Rows from a dataset
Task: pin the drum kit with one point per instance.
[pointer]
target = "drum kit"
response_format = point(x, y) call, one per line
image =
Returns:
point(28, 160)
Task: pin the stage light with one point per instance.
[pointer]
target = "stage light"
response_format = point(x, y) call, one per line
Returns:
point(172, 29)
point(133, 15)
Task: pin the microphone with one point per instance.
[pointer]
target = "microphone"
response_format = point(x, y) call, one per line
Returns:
==
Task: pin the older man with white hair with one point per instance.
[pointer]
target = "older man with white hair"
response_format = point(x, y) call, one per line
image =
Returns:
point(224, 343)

== STATED GOAL ==
Move the items between the lines holding "Task: pin the drum" and "point(28, 160)", inclusive, into a new copy, keeping every line and raising each point coordinate in the answers by 97.

== SOLUTION FOR THIS PROBLEM ==
Task: pin the drum kit with one point per instance.
[pointer]
target = "drum kit"
response_format = point(x, y) call, one per line
image =
Returns:
point(125, 257)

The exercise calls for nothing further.